[Start of Attachment]

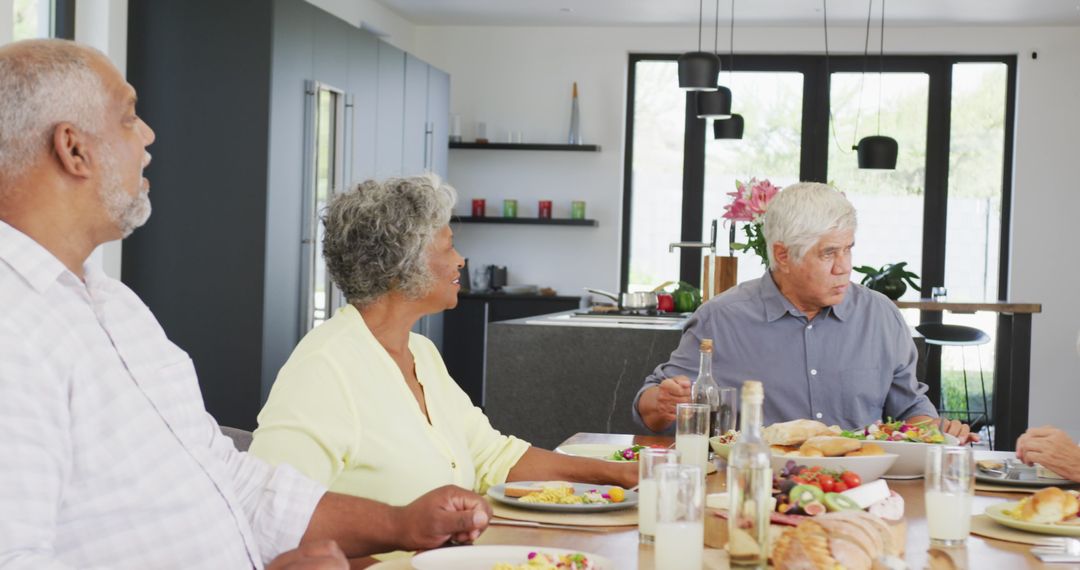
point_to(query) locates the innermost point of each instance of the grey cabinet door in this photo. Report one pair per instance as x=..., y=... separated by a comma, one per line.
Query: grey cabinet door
x=416, y=148
x=391, y=111
x=439, y=119
x=363, y=87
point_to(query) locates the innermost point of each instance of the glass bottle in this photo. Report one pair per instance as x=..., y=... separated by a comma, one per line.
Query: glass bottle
x=750, y=485
x=704, y=389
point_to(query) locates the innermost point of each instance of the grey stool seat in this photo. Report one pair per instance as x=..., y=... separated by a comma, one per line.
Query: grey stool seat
x=943, y=335
x=952, y=335
x=241, y=438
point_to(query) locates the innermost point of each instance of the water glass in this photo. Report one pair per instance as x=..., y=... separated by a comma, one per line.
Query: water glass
x=949, y=488
x=680, y=517
x=648, y=461
x=691, y=434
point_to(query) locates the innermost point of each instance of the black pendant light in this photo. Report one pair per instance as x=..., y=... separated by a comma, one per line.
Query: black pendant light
x=698, y=70
x=876, y=151
x=715, y=104
x=730, y=126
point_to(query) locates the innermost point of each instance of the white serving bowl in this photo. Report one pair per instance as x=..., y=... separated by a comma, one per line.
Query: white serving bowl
x=868, y=467
x=912, y=463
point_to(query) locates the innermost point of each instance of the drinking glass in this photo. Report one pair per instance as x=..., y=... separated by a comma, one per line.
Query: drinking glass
x=949, y=487
x=691, y=434
x=648, y=461
x=729, y=408
x=680, y=513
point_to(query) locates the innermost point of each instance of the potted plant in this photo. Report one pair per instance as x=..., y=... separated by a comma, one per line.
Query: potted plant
x=891, y=280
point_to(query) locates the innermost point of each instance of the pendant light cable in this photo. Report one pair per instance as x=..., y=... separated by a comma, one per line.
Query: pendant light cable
x=880, y=65
x=731, y=46
x=828, y=81
x=862, y=81
x=701, y=14
x=716, y=29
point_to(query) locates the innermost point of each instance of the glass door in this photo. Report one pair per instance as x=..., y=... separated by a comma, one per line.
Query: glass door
x=324, y=176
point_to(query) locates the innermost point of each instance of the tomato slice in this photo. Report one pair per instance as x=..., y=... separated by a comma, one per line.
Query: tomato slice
x=851, y=479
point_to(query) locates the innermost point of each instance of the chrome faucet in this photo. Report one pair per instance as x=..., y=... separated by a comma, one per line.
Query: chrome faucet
x=703, y=245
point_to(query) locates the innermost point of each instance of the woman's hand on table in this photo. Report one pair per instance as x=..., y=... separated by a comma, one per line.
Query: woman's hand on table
x=1051, y=448
x=318, y=555
x=959, y=430
x=447, y=514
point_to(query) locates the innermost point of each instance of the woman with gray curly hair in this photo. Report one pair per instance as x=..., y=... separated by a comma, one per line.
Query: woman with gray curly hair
x=366, y=406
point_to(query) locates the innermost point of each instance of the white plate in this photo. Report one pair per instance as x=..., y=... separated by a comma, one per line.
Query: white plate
x=997, y=512
x=606, y=451
x=912, y=462
x=486, y=557
x=498, y=492
x=591, y=450
x=868, y=467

[End of Attachment]

• [The problem]:
Would you print exactly and only the lines of the material above that run from the line with "the glass bottle" through the line with "the grey stool", both included?

• [Exercise solution]:
point_to(query) locates the innermost point of each instance of the glass bottle in this photo. Report one pair per instance as x=..., y=... separated by a comma, one per line.
Query: glass bottle
x=750, y=485
x=704, y=389
point_to(query) locates the innermost point of each instance of the grey stool seat in this photo. Report one pair per instance as x=..., y=... separated by a comma, one per line.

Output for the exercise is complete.